[START OF SUPPLIED RECORDS]
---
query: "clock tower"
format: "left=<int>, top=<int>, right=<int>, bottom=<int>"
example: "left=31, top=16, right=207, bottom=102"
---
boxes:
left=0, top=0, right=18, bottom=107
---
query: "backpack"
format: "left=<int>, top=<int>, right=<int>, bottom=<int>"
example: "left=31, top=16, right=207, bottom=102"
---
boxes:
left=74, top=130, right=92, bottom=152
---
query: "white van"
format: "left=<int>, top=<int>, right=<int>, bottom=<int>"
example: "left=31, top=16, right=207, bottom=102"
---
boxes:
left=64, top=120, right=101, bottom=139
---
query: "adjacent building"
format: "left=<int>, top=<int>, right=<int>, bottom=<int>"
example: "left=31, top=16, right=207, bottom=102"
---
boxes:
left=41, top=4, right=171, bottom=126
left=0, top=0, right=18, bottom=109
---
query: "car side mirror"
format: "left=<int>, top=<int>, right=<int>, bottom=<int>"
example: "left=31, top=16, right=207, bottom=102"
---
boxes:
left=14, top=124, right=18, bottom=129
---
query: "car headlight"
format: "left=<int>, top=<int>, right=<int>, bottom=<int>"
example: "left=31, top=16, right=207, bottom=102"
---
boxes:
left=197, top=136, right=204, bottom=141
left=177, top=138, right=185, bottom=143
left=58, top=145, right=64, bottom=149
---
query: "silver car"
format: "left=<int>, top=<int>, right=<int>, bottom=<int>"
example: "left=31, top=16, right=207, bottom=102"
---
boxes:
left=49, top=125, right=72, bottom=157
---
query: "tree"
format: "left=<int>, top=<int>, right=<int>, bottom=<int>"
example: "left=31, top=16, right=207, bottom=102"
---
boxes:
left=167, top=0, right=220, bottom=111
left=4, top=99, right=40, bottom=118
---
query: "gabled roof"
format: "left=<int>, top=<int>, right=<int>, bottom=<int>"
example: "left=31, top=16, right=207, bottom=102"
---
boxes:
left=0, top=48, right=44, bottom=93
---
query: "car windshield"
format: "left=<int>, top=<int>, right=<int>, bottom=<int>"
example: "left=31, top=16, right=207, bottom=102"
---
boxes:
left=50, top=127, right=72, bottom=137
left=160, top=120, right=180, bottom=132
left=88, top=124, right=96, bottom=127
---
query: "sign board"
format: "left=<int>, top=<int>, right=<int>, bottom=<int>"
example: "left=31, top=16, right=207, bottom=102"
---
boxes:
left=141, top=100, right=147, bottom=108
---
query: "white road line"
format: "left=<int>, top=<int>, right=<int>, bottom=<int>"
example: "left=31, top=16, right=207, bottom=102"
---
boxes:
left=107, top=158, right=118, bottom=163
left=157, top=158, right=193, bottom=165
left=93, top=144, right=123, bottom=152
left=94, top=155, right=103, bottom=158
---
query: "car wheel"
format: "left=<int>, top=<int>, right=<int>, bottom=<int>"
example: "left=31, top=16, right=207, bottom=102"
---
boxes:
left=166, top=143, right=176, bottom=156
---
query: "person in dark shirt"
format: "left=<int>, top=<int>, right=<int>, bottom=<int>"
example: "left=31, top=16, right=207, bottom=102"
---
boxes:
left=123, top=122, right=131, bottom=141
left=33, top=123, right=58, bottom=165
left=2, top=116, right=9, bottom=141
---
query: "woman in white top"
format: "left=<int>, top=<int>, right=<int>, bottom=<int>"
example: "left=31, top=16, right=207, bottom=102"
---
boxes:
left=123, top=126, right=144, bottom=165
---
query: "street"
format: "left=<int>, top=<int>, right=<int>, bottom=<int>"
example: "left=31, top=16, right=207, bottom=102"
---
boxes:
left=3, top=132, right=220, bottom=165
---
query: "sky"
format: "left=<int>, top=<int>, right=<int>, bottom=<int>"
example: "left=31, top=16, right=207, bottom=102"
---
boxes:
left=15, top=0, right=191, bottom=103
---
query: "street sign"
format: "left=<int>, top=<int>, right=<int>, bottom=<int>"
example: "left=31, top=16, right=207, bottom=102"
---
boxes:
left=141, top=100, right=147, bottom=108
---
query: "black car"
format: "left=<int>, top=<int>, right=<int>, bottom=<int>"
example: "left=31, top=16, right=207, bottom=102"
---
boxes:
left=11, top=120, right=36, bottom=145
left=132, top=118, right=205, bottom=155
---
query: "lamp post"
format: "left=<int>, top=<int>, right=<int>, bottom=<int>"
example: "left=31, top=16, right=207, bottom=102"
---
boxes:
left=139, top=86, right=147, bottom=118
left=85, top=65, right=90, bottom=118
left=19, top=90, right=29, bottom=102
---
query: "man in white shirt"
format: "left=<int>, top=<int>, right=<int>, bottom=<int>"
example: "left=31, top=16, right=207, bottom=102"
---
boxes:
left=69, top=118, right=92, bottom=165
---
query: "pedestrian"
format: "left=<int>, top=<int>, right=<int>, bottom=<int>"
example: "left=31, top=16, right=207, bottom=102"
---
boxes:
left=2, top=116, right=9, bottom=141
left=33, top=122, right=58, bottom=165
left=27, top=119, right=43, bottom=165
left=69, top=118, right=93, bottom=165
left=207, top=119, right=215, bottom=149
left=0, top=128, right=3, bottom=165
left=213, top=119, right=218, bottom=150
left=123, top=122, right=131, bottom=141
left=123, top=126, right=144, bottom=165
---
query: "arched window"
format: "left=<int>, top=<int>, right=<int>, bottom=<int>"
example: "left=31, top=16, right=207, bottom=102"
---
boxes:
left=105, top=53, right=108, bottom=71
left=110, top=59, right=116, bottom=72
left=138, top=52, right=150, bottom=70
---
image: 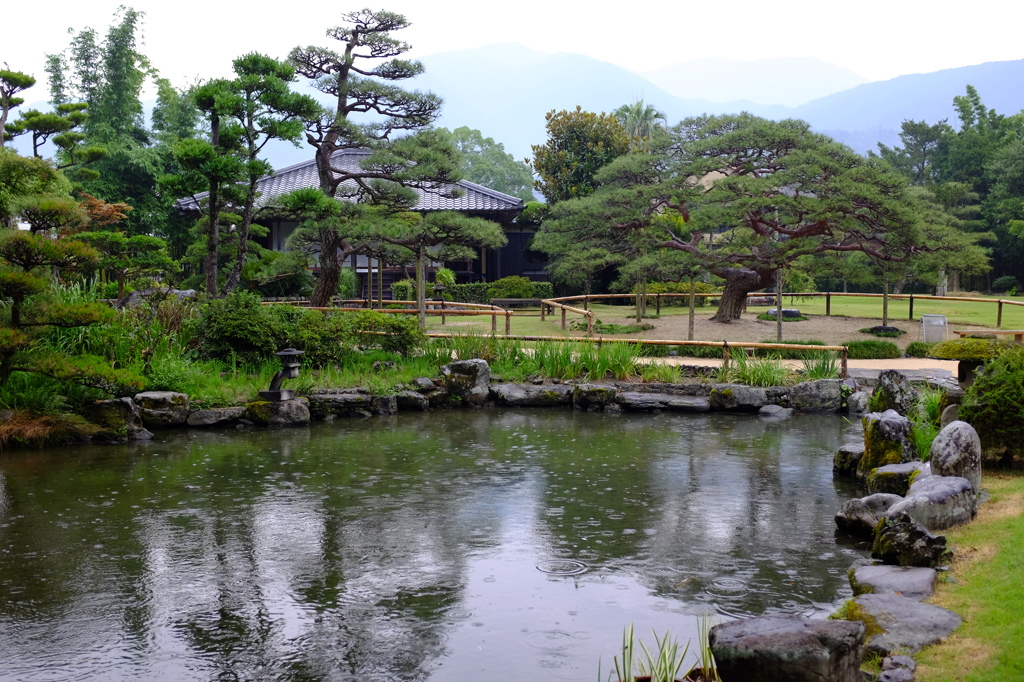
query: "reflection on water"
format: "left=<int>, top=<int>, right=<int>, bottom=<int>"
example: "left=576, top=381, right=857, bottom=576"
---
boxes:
left=0, top=411, right=859, bottom=682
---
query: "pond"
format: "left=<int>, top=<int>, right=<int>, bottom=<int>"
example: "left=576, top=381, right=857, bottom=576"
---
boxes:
left=0, top=410, right=863, bottom=682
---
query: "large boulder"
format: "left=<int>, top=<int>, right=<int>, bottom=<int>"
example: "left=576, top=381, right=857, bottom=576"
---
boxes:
left=850, top=565, right=938, bottom=601
left=185, top=407, right=246, bottom=427
left=572, top=384, right=618, bottom=411
left=708, top=384, right=768, bottom=412
left=867, top=462, right=931, bottom=496
left=857, top=410, right=919, bottom=480
left=836, top=493, right=903, bottom=538
left=85, top=397, right=153, bottom=441
left=790, top=379, right=843, bottom=413
left=889, top=476, right=978, bottom=530
left=615, top=391, right=711, bottom=412
left=246, top=398, right=309, bottom=426
left=929, top=417, right=981, bottom=492
left=441, top=358, right=490, bottom=404
left=871, top=507, right=949, bottom=568
left=871, top=370, right=918, bottom=417
left=708, top=616, right=865, bottom=682
left=134, top=391, right=188, bottom=429
left=490, top=384, right=572, bottom=408
left=833, top=441, right=864, bottom=478
left=846, top=594, right=961, bottom=656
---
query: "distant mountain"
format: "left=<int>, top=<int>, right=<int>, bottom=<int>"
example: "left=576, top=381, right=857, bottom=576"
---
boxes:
left=641, top=57, right=867, bottom=106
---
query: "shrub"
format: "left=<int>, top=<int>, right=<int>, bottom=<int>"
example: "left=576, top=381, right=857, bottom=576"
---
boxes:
left=391, top=280, right=416, bottom=301
left=842, top=339, right=900, bottom=359
left=489, top=275, right=534, bottom=298
left=195, top=291, right=304, bottom=365
left=992, top=274, right=1021, bottom=291
left=958, top=346, right=1024, bottom=464
left=906, top=341, right=936, bottom=357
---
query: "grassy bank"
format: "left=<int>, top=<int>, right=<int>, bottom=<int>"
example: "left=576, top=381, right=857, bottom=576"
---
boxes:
left=918, top=474, right=1024, bottom=682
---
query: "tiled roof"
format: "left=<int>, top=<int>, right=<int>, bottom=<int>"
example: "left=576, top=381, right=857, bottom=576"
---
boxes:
left=174, top=150, right=524, bottom=212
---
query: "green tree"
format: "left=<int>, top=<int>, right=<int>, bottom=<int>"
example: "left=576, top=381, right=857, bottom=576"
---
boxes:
left=442, top=126, right=534, bottom=202
left=289, top=9, right=461, bottom=305
left=530, top=106, right=630, bottom=205
left=380, top=211, right=508, bottom=327
left=0, top=67, right=36, bottom=147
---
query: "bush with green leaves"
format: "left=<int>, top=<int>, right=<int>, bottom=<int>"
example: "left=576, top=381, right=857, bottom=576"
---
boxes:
left=842, top=339, right=901, bottom=359
left=958, top=345, right=1024, bottom=464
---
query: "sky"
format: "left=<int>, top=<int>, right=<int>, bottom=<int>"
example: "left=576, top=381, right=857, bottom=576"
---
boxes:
left=0, top=0, right=1024, bottom=96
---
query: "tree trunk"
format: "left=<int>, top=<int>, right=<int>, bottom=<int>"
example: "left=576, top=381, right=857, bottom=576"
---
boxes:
left=711, top=267, right=772, bottom=323
left=686, top=278, right=697, bottom=341
left=416, top=244, right=427, bottom=329
left=309, top=239, right=348, bottom=308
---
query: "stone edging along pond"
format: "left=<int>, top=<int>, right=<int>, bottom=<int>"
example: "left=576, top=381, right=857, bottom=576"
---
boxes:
left=81, top=359, right=980, bottom=682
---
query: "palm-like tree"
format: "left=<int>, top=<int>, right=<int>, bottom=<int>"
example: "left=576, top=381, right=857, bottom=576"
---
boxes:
left=614, top=99, right=668, bottom=148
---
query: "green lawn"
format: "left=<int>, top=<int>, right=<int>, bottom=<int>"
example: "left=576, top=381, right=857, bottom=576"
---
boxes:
left=918, top=474, right=1024, bottom=682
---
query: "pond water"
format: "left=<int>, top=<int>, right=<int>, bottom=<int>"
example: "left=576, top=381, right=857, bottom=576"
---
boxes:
left=0, top=410, right=863, bottom=682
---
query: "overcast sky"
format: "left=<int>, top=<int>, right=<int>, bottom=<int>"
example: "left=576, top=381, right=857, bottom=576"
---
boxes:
left=8, top=0, right=1024, bottom=96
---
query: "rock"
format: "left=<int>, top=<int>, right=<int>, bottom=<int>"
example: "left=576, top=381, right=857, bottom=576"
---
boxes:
left=708, top=616, right=865, bottom=682
left=857, top=410, right=918, bottom=480
left=412, top=377, right=437, bottom=392
left=134, top=391, right=188, bottom=429
left=929, top=417, right=981, bottom=492
left=85, top=397, right=153, bottom=440
left=939, top=404, right=959, bottom=429
left=615, top=391, right=711, bottom=412
left=871, top=507, right=948, bottom=568
left=490, top=384, right=572, bottom=408
left=708, top=384, right=768, bottom=412
left=441, top=359, right=490, bottom=404
left=790, top=379, right=843, bottom=413
left=889, top=475, right=978, bottom=530
left=758, top=404, right=793, bottom=419
left=370, top=395, right=398, bottom=417
left=833, top=442, right=864, bottom=478
left=846, top=391, right=870, bottom=415
left=394, top=391, right=430, bottom=412
left=836, top=493, right=903, bottom=538
left=246, top=398, right=309, bottom=426
left=850, top=565, right=938, bottom=601
left=871, top=370, right=918, bottom=417
left=572, top=384, right=618, bottom=410
left=851, top=594, right=961, bottom=656
left=867, top=462, right=932, bottom=496
left=309, top=390, right=377, bottom=420
left=185, top=408, right=246, bottom=427
left=114, top=289, right=199, bottom=310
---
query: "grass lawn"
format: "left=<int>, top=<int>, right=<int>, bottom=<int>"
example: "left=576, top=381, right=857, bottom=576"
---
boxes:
left=918, top=474, right=1024, bottom=682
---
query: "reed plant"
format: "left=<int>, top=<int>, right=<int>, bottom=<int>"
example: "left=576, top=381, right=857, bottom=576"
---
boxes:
left=801, top=350, right=839, bottom=381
[END OF SUPPLIED RECORDS]
Copy the rows above verbatim, starting with their first line and ending after the line that contains "left=74, top=130, right=92, bottom=152".

---
query: "clock tower"
format: "left=<int>, top=<int>, right=<int>, bottom=<int>"
example: "left=31, top=16, right=207, bottom=102"
---
boxes:
left=0, top=0, right=18, bottom=107
---
query: "backpack"
format: "left=<int>, top=<int>, right=<int>, bottom=<int>"
example: "left=31, top=16, right=207, bottom=102"
---
boxes:
left=74, top=130, right=92, bottom=152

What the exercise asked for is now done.